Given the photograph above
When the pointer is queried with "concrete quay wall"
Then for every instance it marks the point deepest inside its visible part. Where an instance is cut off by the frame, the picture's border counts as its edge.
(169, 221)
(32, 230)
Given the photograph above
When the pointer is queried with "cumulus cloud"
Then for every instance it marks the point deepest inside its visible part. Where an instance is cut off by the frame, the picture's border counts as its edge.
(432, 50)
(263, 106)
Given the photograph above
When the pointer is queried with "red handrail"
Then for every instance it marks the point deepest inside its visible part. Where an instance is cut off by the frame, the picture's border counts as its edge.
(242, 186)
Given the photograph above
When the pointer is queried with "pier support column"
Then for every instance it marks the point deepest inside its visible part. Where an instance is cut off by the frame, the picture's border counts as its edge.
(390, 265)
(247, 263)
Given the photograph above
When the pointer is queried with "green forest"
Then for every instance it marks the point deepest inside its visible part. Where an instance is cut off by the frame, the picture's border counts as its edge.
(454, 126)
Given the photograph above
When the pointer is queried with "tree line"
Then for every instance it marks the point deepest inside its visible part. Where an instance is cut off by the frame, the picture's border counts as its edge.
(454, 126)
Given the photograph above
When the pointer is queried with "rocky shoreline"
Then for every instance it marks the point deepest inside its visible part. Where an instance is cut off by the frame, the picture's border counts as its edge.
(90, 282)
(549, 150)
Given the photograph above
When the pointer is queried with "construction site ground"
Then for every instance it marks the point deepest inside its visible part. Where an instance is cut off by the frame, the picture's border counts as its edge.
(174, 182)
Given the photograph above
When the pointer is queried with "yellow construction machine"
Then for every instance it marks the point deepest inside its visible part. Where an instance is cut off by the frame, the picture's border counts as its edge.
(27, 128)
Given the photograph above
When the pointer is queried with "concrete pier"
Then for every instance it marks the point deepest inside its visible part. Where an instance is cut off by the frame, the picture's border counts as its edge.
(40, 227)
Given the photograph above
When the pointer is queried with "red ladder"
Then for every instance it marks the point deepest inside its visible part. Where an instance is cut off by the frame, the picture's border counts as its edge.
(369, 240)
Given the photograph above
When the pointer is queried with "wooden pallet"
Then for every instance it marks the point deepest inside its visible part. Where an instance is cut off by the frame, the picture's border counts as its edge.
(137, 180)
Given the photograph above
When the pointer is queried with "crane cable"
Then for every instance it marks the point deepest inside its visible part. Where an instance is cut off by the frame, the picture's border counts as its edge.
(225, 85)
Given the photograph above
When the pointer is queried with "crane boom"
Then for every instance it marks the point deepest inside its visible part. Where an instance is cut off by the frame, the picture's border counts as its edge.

### Exercise goal
Your task is to output the full set of records exactly as presented.

### Written answer
Given the photograph above
When the pointer is queried with "concrete quay wall"
Then for every instance it marks the point deepest inside its visible part. Where an instance is cut off by the frame, the picture's border counts as its edge.
(169, 221)
(32, 230)
Given the photograph above
When the pointer is queried with "cumulus cloud"
Then for every instance it marks the point deepest inside its visible part. Where an instance is cut off by the frame, the picture's border counts as its edge.
(432, 50)
(263, 106)
Given the photograph above
When the pointer is queried with "red handrail"
Then for every instance it marks the point deepest inside its visible part. Where an instance is cut off by the frame, the picture's border counts as its edge.
(242, 186)
Given the photograph above
When the pointer is queried with "pier support column"
Then for every instance it marks the point deepest inside its visible part. Where an instance is cut off by the frame, the picture's border counts as its edge.
(390, 265)
(247, 263)
Given the photograph above
When the pointer is queried with "green forest"
Then for every instance it marks the point deepest inside its visible part. Where an instance is cut off by the frame, the picture's border counts as its edge.
(454, 126)
Given the photograph above
When the pointer is queried with "tree line"
Then for every instance it marks the point deepest inside its visible part. Where an instance is cut off by the frame, the picture's border counts as its edge.
(454, 126)
Given the photograph above
When the pointer is queried with "rocky shoreline"
Then for every instance it marks the point deepest inside its visible part. Where an instance is cut off by the frame, the picture's border counts as its edge.
(90, 282)
(549, 150)
Given the photograph above
When the pointer is queried with "construction site ground"
Then for every instance it marks the point deepest inside its visible part. Where an instance is cut off by the frame, the picture's border counts as its edge.
(174, 182)
Given the photograph above
When the pointer is queried with "yellow construction machine"
Then for every instance it marks the point deepest inside its visible part. Where an instance is cut off by the frame, the picture's border counts as its edge.
(27, 128)
Given the photograph above
When the pointer is queried with "concrete pier"
Then for every instance it marks the point deepest inside its visible part. Where an instance is cut off by the frame, the picture's border counts as its edge.
(40, 227)
Given the photograph above
When the pointer is queried with "red ladder"
Then for every instance it marks the point deepest inside its visible part. Where an instance is cut off by the frame, the picture's border counts as its edge.
(369, 240)
Given the photograph above
When the pointer is queried with "wooden pallet"
Then for every instance it marks the point deepest inside its visible part. Where an instance is cut off by the frame, the picture's border counts as its edge.
(137, 180)
Given the photograph above
When the pointer is queried with "crane cable"
Then for every instance it marks the point deepest inside its visible part. Where an instance is cut off by the frame, the picture's border counts as its edge.
(225, 85)
Given the photograph above
When the pointer is queried with "crane boom"
Then for every instance it marks the point deepest inside its visible part. Where an instance is cut off by the frame, the picture's border counts as its edge.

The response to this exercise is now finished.